(Records)
--
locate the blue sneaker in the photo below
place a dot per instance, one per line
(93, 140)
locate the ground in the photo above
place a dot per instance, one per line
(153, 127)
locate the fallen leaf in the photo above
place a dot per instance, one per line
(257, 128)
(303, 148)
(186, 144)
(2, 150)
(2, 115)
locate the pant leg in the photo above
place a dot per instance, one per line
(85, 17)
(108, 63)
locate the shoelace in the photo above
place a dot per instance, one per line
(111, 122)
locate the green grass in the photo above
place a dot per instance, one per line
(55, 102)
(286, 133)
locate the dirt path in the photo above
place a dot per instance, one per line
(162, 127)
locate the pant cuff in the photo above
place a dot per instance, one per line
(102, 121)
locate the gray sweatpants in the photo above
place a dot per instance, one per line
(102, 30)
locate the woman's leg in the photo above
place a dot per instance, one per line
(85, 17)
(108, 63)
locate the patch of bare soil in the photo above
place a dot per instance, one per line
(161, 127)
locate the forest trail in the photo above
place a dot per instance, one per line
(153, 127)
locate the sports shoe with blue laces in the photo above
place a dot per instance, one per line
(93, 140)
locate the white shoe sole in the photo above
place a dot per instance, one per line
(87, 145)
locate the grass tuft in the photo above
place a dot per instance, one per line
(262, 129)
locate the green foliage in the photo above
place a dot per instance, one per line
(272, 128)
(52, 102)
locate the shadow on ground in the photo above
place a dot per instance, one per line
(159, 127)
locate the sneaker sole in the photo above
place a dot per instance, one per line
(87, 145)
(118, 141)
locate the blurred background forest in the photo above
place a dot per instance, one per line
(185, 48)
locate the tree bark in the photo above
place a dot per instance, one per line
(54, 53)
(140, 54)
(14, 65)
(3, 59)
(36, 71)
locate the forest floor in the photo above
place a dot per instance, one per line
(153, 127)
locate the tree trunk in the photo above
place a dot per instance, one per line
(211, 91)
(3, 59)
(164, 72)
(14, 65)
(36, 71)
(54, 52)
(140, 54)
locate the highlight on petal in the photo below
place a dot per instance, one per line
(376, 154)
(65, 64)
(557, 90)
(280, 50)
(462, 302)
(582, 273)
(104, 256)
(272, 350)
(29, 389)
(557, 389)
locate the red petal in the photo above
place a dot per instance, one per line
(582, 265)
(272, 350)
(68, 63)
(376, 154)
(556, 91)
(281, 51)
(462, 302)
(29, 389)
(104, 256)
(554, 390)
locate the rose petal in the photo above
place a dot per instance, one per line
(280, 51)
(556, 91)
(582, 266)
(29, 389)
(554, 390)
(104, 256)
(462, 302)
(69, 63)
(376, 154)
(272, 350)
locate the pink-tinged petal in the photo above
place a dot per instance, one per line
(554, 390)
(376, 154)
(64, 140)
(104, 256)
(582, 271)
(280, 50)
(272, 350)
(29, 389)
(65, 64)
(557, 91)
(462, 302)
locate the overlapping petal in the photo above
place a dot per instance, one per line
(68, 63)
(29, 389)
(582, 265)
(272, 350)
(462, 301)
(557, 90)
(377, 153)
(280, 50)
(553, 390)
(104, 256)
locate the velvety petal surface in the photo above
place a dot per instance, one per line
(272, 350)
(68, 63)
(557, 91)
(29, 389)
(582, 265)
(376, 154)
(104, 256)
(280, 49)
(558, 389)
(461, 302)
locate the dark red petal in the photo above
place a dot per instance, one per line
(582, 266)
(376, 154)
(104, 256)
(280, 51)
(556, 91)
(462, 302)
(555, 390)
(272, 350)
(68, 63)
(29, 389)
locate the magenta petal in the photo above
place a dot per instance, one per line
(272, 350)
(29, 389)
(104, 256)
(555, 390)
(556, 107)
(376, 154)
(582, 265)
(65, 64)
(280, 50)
--
Copy everything from the line containing "locate the forest floor in the photo above" down to the last line, replacing "place a dot" with "put a point" and changing nothing else.

locate the forest floor in the photo above
put a point per instance, one per line
(153, 127)
locate the tree trunk in the photo above
put a point per instance, one per line
(211, 91)
(3, 59)
(164, 72)
(14, 65)
(36, 71)
(54, 52)
(140, 54)
locate the highlight on petal in the photo below
put a point per instance, one per line
(376, 154)
(65, 64)
(557, 90)
(280, 50)
(462, 302)
(582, 273)
(104, 256)
(272, 350)
(29, 389)
(557, 389)
locate the red petal in the photo above
put a point per instance, one per line
(582, 265)
(272, 350)
(68, 63)
(376, 154)
(556, 91)
(281, 51)
(462, 302)
(29, 389)
(104, 256)
(554, 390)
locate the rose petal in the photo above
put a point per instance, one per line
(280, 51)
(556, 91)
(582, 266)
(29, 389)
(554, 390)
(104, 256)
(462, 302)
(69, 63)
(376, 154)
(272, 350)
locate the pink-tinged petal in the photo above
put a point per instance, one per line
(554, 390)
(376, 154)
(64, 140)
(104, 256)
(582, 271)
(280, 50)
(272, 350)
(29, 389)
(65, 64)
(557, 91)
(462, 302)
locate the overlapping petal in the photo above
put a point per instance, one per line
(68, 63)
(29, 389)
(582, 265)
(272, 350)
(462, 301)
(557, 90)
(377, 153)
(280, 50)
(553, 390)
(104, 256)
locate the velvety petal surface in the photo above
put a point per instance, one per line
(272, 350)
(68, 63)
(557, 91)
(29, 389)
(582, 265)
(376, 154)
(104, 256)
(280, 49)
(558, 389)
(461, 302)
locate the dark red petal in the photo above
put a point per instance, one per line
(582, 266)
(376, 154)
(104, 256)
(280, 51)
(556, 91)
(462, 302)
(555, 390)
(272, 350)
(68, 63)
(29, 389)
locate the magenta petal in the photo above
put a point per instance, one per line
(272, 350)
(29, 389)
(104, 256)
(555, 390)
(556, 107)
(376, 154)
(582, 265)
(65, 64)
(280, 50)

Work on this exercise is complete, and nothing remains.